TASK OBJECTIVE:
Starting at the first line of the data and ending at the line with "-- sample [43,88].", copy each line exactly. Include both of those lines, but no pictures.

STUDY MATERIAL:
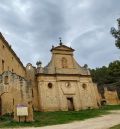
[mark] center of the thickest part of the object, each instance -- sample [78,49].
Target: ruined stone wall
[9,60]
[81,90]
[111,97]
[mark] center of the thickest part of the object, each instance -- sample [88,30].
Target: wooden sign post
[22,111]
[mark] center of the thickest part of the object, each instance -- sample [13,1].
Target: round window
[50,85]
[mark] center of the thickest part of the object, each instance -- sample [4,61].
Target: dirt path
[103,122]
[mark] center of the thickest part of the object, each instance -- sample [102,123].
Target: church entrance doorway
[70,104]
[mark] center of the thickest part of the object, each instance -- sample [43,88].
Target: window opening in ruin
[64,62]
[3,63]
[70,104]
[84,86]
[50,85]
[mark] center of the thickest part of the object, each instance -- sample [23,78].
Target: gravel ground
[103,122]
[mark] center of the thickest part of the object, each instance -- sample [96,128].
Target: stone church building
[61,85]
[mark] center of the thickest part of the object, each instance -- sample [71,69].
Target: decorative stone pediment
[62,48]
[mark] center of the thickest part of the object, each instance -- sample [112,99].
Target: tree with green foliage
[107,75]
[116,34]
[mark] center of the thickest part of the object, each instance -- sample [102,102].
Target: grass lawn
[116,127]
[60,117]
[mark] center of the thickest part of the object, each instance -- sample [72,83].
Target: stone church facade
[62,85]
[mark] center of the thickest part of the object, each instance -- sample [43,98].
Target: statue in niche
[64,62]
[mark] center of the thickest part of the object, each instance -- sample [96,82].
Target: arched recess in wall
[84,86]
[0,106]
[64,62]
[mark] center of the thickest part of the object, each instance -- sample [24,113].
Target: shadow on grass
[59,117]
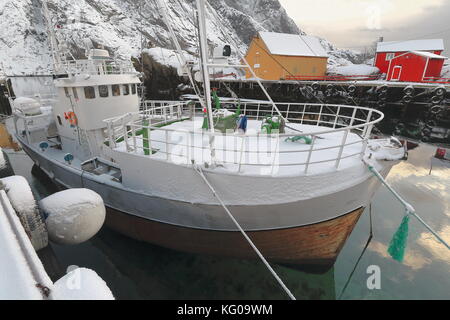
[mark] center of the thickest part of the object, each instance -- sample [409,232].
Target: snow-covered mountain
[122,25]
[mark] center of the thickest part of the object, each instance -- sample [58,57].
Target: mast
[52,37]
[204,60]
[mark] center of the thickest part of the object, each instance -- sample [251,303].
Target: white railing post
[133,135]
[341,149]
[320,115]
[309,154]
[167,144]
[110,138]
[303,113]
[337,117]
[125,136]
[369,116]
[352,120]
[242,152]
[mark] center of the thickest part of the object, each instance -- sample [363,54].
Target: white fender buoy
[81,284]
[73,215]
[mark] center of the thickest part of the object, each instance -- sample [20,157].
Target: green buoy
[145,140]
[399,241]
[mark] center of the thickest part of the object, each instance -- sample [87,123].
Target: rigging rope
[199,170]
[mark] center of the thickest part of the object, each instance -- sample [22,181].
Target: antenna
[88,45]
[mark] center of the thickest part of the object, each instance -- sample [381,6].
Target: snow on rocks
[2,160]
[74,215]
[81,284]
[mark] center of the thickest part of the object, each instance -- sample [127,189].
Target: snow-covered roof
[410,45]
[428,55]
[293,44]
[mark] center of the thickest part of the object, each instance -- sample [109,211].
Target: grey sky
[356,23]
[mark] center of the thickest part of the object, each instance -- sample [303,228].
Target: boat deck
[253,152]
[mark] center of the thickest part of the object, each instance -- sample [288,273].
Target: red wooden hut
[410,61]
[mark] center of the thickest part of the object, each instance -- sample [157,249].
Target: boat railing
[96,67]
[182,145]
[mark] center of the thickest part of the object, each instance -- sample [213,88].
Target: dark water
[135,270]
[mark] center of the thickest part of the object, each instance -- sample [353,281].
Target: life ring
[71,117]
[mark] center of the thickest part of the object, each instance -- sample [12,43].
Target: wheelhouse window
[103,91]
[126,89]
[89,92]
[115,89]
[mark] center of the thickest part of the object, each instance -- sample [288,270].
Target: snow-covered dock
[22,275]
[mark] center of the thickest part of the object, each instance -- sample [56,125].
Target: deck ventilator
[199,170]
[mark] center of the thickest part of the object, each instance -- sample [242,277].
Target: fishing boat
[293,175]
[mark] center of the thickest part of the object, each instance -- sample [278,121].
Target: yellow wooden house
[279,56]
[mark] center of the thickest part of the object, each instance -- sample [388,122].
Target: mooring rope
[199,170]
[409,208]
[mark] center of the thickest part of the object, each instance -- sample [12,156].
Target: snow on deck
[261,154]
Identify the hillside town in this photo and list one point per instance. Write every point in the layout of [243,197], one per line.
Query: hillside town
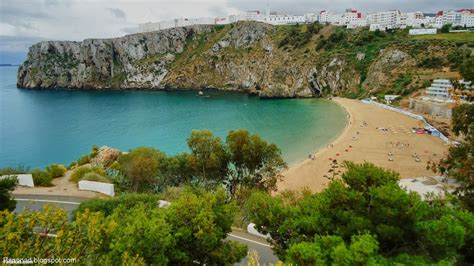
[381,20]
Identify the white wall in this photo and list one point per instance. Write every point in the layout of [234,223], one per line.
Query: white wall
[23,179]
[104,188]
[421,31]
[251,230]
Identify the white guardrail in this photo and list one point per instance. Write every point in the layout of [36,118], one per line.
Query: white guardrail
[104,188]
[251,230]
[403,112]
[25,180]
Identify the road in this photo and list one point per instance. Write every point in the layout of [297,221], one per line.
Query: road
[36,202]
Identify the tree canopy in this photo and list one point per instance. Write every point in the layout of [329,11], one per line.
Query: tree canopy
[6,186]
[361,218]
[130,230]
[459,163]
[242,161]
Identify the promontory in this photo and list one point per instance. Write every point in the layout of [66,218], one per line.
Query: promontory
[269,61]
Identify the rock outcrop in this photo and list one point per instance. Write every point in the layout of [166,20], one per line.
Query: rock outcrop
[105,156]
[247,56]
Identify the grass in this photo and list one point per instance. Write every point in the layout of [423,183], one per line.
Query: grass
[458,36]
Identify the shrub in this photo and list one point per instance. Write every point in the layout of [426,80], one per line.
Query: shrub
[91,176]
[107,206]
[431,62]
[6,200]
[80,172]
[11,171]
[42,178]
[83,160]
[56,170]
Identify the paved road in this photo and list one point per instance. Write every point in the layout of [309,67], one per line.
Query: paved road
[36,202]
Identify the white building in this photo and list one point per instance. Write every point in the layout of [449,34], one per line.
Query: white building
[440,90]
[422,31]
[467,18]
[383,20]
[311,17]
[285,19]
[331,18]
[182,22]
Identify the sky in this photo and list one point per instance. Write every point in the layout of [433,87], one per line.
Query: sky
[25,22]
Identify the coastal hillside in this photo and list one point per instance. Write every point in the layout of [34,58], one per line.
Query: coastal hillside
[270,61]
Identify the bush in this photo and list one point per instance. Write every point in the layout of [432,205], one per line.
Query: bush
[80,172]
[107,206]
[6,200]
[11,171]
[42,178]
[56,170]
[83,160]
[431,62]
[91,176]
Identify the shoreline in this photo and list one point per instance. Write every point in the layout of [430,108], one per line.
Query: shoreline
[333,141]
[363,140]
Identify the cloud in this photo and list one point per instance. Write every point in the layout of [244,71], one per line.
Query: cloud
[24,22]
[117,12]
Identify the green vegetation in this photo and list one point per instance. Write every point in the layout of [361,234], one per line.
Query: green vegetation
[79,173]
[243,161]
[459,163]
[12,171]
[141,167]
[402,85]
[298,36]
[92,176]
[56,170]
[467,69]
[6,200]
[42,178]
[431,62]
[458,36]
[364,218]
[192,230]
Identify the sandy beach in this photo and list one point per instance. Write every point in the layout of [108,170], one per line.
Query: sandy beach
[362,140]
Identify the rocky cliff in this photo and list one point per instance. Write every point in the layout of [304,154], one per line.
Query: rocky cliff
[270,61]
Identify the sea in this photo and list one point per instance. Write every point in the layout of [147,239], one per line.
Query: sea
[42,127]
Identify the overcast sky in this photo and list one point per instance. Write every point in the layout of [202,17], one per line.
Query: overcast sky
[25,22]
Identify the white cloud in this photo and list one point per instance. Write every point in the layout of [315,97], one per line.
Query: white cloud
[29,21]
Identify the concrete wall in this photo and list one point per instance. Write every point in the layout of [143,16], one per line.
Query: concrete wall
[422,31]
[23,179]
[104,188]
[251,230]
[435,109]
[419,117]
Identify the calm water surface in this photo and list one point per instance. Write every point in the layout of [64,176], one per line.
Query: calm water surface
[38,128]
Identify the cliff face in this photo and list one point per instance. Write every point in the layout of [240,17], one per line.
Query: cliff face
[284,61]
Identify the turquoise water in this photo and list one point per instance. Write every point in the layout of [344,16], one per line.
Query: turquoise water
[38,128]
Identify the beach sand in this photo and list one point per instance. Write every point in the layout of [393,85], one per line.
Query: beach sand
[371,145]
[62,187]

TASK RESULT:
[mark] center of the thickest part of the object, each instance -- sample [78,49].
Target: ruined stone wall
[9,60]
[81,90]
[111,97]
[mark] center of the thickest part of the object, each instance -- sample [88,30].
Target: wooden sign post
[22,111]
[mark] center of the thickest part of the object, each instance -- sample [13,1].
Target: round window
[50,85]
[mark] center of the thickest part of the object, each instance -- sample [4,61].
Target: dirt path
[103,122]
[mark] center of the thickest part of the object, each instance -- sample [102,123].
Target: church entrance doorway
[70,104]
[mark] center of the thickest part of the object, each instance -- sample [43,88].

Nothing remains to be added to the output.